▶ _Tasks for this exercise_:
A) List every line in the rows that contains the word "concrete", treating uppercase and lowercase as different.
B) Write what comes next in the text on the subsidiaries' and associate's 2023 results, picking up after its final line.

▶ _Text section_:
»»
Despite challenging industry conditions affecting customers of all sizes, CBCF managed to increase its gross income for 2023 to Rs. 1.991 Bn., marking a 21.72% rise from Rs. 1.636 Bn. in 2022. However, the Company faced significant pressure on its cost of funds, resulting in a decrease in net interest income by 7.62% to Rs. 496.478 Mn. in 2023 from Rs. 537.406 Mn. in 2022. On a positive note, net fee and commission income surged by 184.55% to Rs. 117.393 Mn. from Rs. 41.256 Mn. in 2022, contributing to a total operating income of Rs. 688.283 Mn. for 2023 compared to Rs. 639.900 Mn. in 2022. Despite this, impairment charges and other losses soared to Rs. 481.616 Mn., up by 93.29% from Rs. 249.162 Mn. in 2022, due to prudent provisions made for high-risk segments of the portfolio. As a result, the Company’s net operating income decreased from Rs. 390.739 Mn. in 2022 to Rs. 206.667 Mn. in 2023. Total operating expenses also rose to Rs. 527.272 Mn. in 2023 from Rs. 351.847 Mn. in 2022, representing a 49.86% increase. Consequently, CBCF reported a net loss of Rs. 225.178 Mn. for the year, in contrast to the net profit of Rs. 39.583 Mn. reported in 2022.
The aggressive pursuit of deposits persisted amidst intense competition, resulting in the year-end portfolio reaching Rs. 6.534 Bn., up from Rs. 5.116 Bn. reported at the end of 2022.
Despite facing the challenge of expanding portfolios in an unprecedented market environment, the Company’s total assets rose to Rs. 12.457 Bn. from Rs. 10.954 Bn. at the end of 2022. Additionally, its net loans and advances portfolio grew to Rs. 10.142 Bn. by the end of 2023, compared to Rs. 8.505 Bn. at the end of 2022.
The Company enhanced its delivery channels by establishing branches in Jaffna and Kalutara, with plans to open an additional five branches in 2024 in key business areas to strengthen its presence. Moreover, it intends to relocate its Kiribathgoda, Dambulla and Negombo branches in 2024 to improve the customer experience.
Commercial Insurance Brokers (Pvt) Ltd (CIBL)
The Bank holds a 60% stake in CIBL, which primarily engages in insurance brokering for various insurance types through reputable life and general insurance companies in Sri Lanka.
In the year ended December 31, 2023, CIBL reported a post-tax profit of Rs. 43.603 Mn., marking a significant growth of 39.09% compared to Rs. 31.349 Mn. in 2022. Additionally, CIBL’s total assets increased to Rs. 815.257 Mn. as of December 31, 2023, compared to Rs. 758.701 Mn. in the previous year.
Local associate
Equity Investments Lanka Ltd. (EQUILL)
The Bank holds a 22.92% stake in EQUILL, a venture capital company operating for 33 years. EQUILL primarily invests in equity and equity-featured debt instruments. In 2023, EQUILL reported a net profit of Rs. 15.248 Mn., a notable improvement compared to the net loss of Rs. 6.695 Mn. reported in 2022.
Foreign subsidiaries
Commercial Bank of Maldives Private Limited (CBM)
««
▶ _Exercise material_:
»»
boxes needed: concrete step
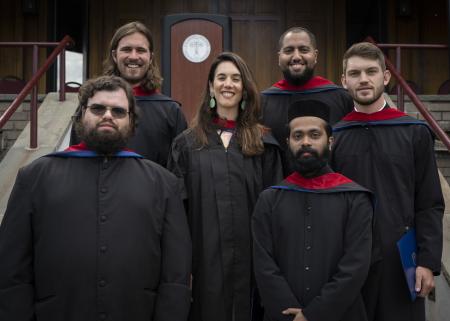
[0,93,78,222]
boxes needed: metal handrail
[368,37,448,111]
[0,36,74,149]
[366,37,450,151]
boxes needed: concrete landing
[0,93,78,222]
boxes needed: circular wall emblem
[183,34,211,63]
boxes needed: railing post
[395,46,405,111]
[59,49,66,101]
[30,45,39,149]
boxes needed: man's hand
[281,308,308,321]
[415,266,434,298]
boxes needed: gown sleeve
[413,126,445,275]
[303,193,373,321]
[263,144,283,188]
[167,134,189,200]
[153,176,192,321]
[0,169,34,321]
[252,191,301,321]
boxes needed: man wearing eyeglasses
[0,76,191,321]
[71,21,187,167]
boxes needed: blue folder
[397,228,417,301]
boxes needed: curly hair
[103,21,163,90]
[191,52,268,156]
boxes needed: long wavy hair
[103,21,163,90]
[191,52,267,156]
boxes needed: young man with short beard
[0,76,191,321]
[252,100,373,321]
[332,42,444,321]
[261,27,353,176]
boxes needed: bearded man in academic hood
[252,100,373,321]
[0,76,191,321]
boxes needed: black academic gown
[261,76,353,176]
[0,145,191,321]
[128,94,187,167]
[168,130,282,321]
[252,169,373,321]
[70,93,187,167]
[332,108,444,321]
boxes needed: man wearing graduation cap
[261,27,353,176]
[0,76,191,321]
[252,100,373,321]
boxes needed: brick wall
[391,95,450,184]
[0,95,45,160]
««
▶ _Answers in order_:
A)
boxes needed: concrete step
boxes needed: concrete landing

B)
In collaboration with Tree Top Investments (TTI), CBM was established in the Republic of Maldives as the Bank’s second foreign subsidiary. TTI brings essential local market expertise to the partnership, holding a 45% stake, while the Bank holds the majority stake of 55% in CBM. Founded in the latter part of 2016, CBM inaugurated its Head Office and first branch in the capital city, Malé. By the end of 2017, CBM expanded with its second branch in Hulhumale, totaling two branches and managed two Offsite Automated Teller Machines by the close of 2023.
As CBM continues to offer a wide range of financial services, its aim is to emerge as the premier financial institution in the Republic of Maldives, distinguished by its advanced technology, innovation and customer-centric approach. In its third year of operation, CBM received recognition for ‘Excellence in Finance’ in the Banking and Finance category at the 2019 Maldives Business Awards. Furthermore, CBM solidified its position by being ranked among the top 100 companies in the Maldives at the “Gold 100 Gala” events in both 2021 and 2023, organised by Corporate Maldives. In 2022, CBM was honoured with the Global Business Outlook Banking Award 2021 in the “Fastest Growing Commercial Bank - Maldives 2021” category.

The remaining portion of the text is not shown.